WRITTEN INSTRUCTION: Output all of the lines below verbatim, omitting the pictures.

[Source records]
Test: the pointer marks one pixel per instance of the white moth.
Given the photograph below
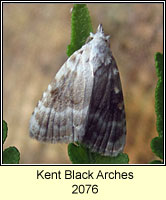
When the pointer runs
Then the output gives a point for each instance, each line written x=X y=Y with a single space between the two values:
x=84 y=102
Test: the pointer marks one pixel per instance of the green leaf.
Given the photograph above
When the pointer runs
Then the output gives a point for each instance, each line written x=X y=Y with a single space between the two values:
x=80 y=27
x=157 y=146
x=11 y=155
x=159 y=106
x=5 y=129
x=122 y=158
x=159 y=93
x=79 y=154
x=156 y=162
x=159 y=64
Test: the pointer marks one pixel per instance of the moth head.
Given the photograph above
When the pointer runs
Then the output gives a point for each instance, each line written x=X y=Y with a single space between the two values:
x=99 y=35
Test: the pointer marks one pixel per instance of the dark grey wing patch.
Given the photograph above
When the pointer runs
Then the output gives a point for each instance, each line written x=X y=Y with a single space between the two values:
x=106 y=125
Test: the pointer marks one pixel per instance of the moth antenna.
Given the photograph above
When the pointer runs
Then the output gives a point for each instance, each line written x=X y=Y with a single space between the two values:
x=100 y=28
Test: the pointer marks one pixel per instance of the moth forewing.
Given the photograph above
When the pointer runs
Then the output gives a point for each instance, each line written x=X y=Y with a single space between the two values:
x=84 y=102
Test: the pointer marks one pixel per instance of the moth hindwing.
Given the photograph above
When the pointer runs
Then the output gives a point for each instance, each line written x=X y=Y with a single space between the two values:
x=84 y=102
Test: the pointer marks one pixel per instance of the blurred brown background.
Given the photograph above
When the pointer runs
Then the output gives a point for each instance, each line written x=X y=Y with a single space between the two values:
x=35 y=38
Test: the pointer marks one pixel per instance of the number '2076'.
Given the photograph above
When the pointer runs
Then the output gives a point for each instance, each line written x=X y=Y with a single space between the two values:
x=84 y=189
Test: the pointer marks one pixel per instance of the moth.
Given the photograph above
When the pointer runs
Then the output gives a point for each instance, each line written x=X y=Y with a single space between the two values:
x=84 y=102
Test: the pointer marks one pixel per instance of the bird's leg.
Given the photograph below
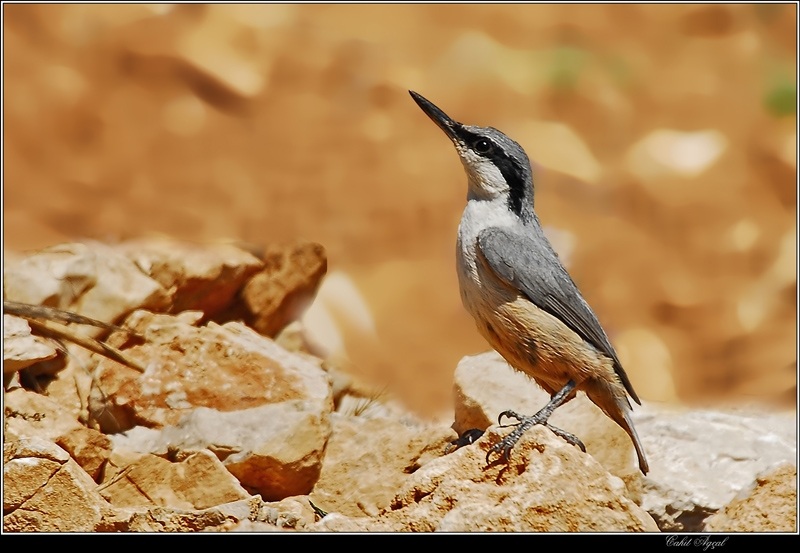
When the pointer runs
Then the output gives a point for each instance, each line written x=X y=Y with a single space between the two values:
x=507 y=444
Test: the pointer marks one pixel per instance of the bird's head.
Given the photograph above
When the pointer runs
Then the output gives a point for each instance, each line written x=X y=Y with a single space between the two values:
x=496 y=166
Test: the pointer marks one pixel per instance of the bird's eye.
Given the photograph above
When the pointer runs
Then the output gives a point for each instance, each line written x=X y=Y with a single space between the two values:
x=482 y=146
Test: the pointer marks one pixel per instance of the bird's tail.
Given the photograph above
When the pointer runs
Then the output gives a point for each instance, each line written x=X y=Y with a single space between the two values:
x=627 y=424
x=618 y=408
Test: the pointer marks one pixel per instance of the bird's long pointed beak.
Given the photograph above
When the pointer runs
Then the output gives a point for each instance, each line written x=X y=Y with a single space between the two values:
x=439 y=117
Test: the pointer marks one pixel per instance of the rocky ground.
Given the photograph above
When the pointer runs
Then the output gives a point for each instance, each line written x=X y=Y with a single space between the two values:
x=218 y=416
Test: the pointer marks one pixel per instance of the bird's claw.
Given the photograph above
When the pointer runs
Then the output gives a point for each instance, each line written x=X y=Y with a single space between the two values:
x=511 y=415
x=524 y=423
x=466 y=438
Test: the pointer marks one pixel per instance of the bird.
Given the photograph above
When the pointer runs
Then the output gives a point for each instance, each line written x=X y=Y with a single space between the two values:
x=523 y=300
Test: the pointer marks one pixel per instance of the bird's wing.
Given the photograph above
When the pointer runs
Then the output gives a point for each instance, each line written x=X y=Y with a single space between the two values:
x=531 y=266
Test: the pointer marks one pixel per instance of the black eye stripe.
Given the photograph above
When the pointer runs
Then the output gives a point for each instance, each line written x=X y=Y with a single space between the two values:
x=513 y=173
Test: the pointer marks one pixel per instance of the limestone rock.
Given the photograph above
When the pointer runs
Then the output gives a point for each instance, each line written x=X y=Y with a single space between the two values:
x=548 y=486
x=701 y=459
x=224 y=367
x=285 y=287
x=275 y=450
x=768 y=505
x=44 y=490
x=368 y=460
x=90 y=449
x=198 y=482
x=203 y=278
x=91 y=279
x=21 y=348
x=29 y=415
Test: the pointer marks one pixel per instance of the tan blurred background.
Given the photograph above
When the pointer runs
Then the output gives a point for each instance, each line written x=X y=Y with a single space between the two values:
x=664 y=139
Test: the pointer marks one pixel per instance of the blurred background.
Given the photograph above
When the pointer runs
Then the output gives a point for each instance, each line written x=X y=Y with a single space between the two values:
x=663 y=137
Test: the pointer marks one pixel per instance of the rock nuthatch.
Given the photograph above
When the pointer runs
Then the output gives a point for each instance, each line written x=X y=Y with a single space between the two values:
x=522 y=299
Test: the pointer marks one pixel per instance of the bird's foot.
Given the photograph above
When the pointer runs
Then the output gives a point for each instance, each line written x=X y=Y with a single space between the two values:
x=523 y=423
x=467 y=437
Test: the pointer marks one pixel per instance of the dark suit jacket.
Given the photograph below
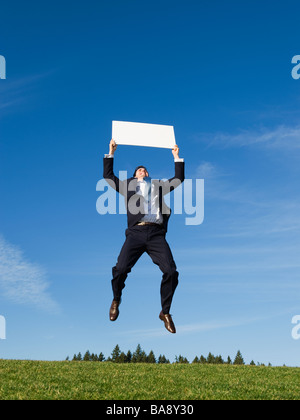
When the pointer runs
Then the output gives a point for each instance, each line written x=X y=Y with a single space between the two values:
x=134 y=201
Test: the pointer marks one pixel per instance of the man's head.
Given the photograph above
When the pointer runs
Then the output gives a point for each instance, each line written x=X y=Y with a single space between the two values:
x=140 y=172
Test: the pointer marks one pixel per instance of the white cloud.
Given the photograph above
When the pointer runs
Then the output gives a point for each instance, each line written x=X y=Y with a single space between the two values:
x=281 y=137
x=22 y=281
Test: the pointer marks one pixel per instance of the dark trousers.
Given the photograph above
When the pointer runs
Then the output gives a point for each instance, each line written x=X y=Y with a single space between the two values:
x=150 y=239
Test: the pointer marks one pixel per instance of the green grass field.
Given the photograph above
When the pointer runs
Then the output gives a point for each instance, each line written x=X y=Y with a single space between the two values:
x=33 y=380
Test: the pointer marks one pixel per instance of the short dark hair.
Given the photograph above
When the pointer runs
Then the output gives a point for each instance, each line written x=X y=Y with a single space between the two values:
x=139 y=167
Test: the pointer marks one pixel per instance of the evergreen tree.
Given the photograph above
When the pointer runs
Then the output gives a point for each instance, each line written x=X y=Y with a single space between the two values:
x=181 y=359
x=239 y=359
x=128 y=357
x=87 y=356
x=163 y=359
x=101 y=357
x=210 y=358
x=219 y=360
x=122 y=358
x=202 y=360
x=151 y=357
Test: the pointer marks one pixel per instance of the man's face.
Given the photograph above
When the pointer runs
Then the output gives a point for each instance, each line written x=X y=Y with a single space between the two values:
x=141 y=173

EXERCISE RESPONSE:
Test: the pointer marks one pixel per instance of the white moth.
Given the photograph below
When the pointer runs
Then the output gives a point for each instance, each line written x=X y=Y with a single space between the two values:
x=84 y=102
Test: the pointer marks one pixel per instance of the green leaf.
Given the photograph above
When the pointer runs
Then the output gives a point for each instance, each line written x=X y=Y with a single space between the two values:
x=80 y=27
x=157 y=146
x=11 y=155
x=159 y=106
x=5 y=129
x=122 y=158
x=159 y=93
x=79 y=154
x=156 y=162
x=159 y=64
Test: the pointer marks one pixel per instance of the moth head.
Given the photograph above
When the pointer runs
Then the output gives a point for each instance, each line written x=X y=Y with a single space between the two values:
x=99 y=35
Test: the pointer marks one pixel per instance of the dark grey wing patch.
Given the photograph above
When the pointer runs
Then the output gives a point for each instance, each line written x=X y=Y with a single space between the two values:
x=106 y=125
Test: the pointer marks one pixel per instance of the moth antenna.
Given the photograph above
When the pointer runs
Then the output gives a point for each instance, each line written x=X y=Y with a single space between the two values:
x=100 y=28
Test: the pointer marks one pixel per instance of the moth forewing.
Given the photograph above
When the pointer runs
Then the output gives a point for each instance, each line written x=X y=Y with a single space between the two values:
x=84 y=102
Test: the pointer marks one pixel per instance of the moth hindwing.
Given the photograph above
When the pointer runs
Then the output gives a point for each instance, each line written x=X y=Y with a single space between the two values:
x=84 y=102
Test: the pointer marks one pixel per instance of the blurred brown background.
Given the photograph above
When the pointer runs
Then the output gives a point for each instance, each line written x=X y=Y with a single space between the two values:
x=35 y=38
Test: the pointer marks one pixel per instance of the number '2076'.
Given the photograph above
When the pointer runs
Then the output gives a point for each instance, each line written x=X y=Y with a single space between the two values:
x=84 y=189
Test: the pointer marks one pixel per instance of the moth.
Given the photograph above
When the pointer runs
Then the output gives a point for each instance, each line written x=X y=Y with a single space between the two values:
x=84 y=102
Test: the pointer marks one pixel per instance of the bird's leg.
Given the photograph below
When the pointer runs
Then the output gives a point for each instance, each line written x=X y=Y with a single space between the two values:
x=507 y=444
Test: the pointer marks one pixel per instance of the bird's head.
Given the photograph above
When the pointer runs
Then the output gives a point for each instance, each line written x=X y=Y with a single space between the two values:
x=496 y=166
Test: the pointer marks one pixel per instance of the bird's eye.
Given the photograph above
When the pointer runs
Then the output gives a point for each instance, each line written x=X y=Y with a single space between the two values:
x=482 y=146
Test: the pointer marks one pixel per instance of the bird's tail.
Given the photograph above
When the pointer runs
Then the output gives a point for each instance, each line written x=X y=Y with a single space between the two values:
x=627 y=424
x=618 y=408
Test: the pointer marks one pixel per instance of the bird's long pointed beak.
Given the photograph above
When the pointer runs
Then the output gives a point for each instance, each line written x=X y=Y with a single space between the two values:
x=439 y=117
Test: the pointer marks one pixel per instance of the rocky ground.
Given the photograph above
When the pointer runs
Then the output gives a point for each instance, each line written x=X y=Y with a single space between the two values:
x=218 y=416
Test: the pointer marks one pixel per instance of the bird's claw.
Given the photograph above
When the pointer runs
Then the output gives a point for each instance, each line written x=X y=Y with a single space between the two values:
x=511 y=415
x=524 y=423
x=466 y=438
Test: the pointer marks one pixel per instance of the bird.
Given the photograph above
When the pointer runs
Then the output gives a point for each instance, each line written x=X y=Y with a single space between the two values:
x=523 y=300
Test: the pointer marks one pixel per instance of the bird's wing.
Given the photograph above
When the pointer runs
Then the output gives a point for each instance, each line written x=X y=Y with a single space between the two values:
x=531 y=266
Test: the pointer marks one pixel per instance of the black eye stripe.
Given the photograph above
When the pointer runs
Then the output gives a point for each instance, each line written x=X y=Y with a single space between the two values:
x=513 y=173
Test: the pointer marks one pixel per instance of the limestone rock.
Given the photograph above
When the pointer runs
Then the output gives a point for each instance, each line written x=X y=Y with a single space between the two values:
x=548 y=486
x=701 y=459
x=224 y=367
x=285 y=287
x=275 y=450
x=768 y=505
x=44 y=490
x=368 y=460
x=90 y=449
x=198 y=482
x=203 y=278
x=91 y=279
x=21 y=348
x=29 y=415
Test: the pointer marks one pixel per instance of the tan blurred background.
Given the photograph above
When the pointer runs
Then the output gives a point for each instance, each line written x=X y=Y with a single space between the two values:
x=664 y=139
Test: the pointer marks one pixel per instance of the blurred background.
Given the photograph above
When the pointer runs
Then the output gives a point for each instance, each line written x=X y=Y with a single space between the two values:
x=663 y=137
Test: the pointer marks one pixel per instance of the rock nuthatch.
Given the photograph above
When the pointer runs
Then the output gives a point for each instance, each line written x=X y=Y with a single space between the two values:
x=522 y=299
Test: the pointer marks one pixel per instance of the bird's foot.
Given the photograph above
When the pointer runs
Then the output gives a point for each instance, each line written x=X y=Y with a single space between the two values:
x=523 y=423
x=467 y=437
Test: the pointer marks one pixel per instance of the dark suit jacket.
Given the photograph below
When the pointer runs
Then the output gives a point for each instance, each line written x=X y=Y with a single space between the two values:
x=134 y=201
Test: the pointer marks one pixel per instance of the man's head.
Given the photograph above
When the pointer runs
Then the output gives a point for each instance, each line written x=X y=Y with a single space between the two values:
x=140 y=172
Test: the pointer marks one pixel per instance of the white cloud.
Given the photograph above
When the pointer runs
Then the output gives a point for each instance, each line written x=X y=Y with a single space between the two values:
x=281 y=137
x=22 y=281
Test: the pointer marks one pixel per instance of the dark trousers.
Given the photograph above
When the pointer runs
Then the output gives a point for each instance, each line written x=X y=Y with a single space between the two values:
x=150 y=239
Test: the pointer marks one pixel per instance of the green grass field.
Given the photograph above
When the pointer runs
Then the output gives a point for each instance, each line written x=X y=Y with a single space between the two values:
x=33 y=380
Test: the pointer marks one pixel per instance of the short dark hair.
Given the photograph above
When the pointer runs
Then the output gives a point for each instance, each line written x=X y=Y with a single space between the two values:
x=139 y=167
Test: the pointer marks one pixel per instance of the evergreen tree.
Given the photograph above
When the pointer runs
Then the output gives a point for each instance, each line written x=X y=Y with a single space between the two values:
x=181 y=359
x=239 y=359
x=128 y=357
x=87 y=356
x=163 y=359
x=101 y=357
x=210 y=358
x=219 y=360
x=122 y=358
x=202 y=360
x=151 y=357
Test: the pointer marks one pixel per instance of the man's face.
Given the photograph above
When the pointer runs
Then the output gives a point for each instance, each line written x=X y=Y with a single space between the two values:
x=141 y=173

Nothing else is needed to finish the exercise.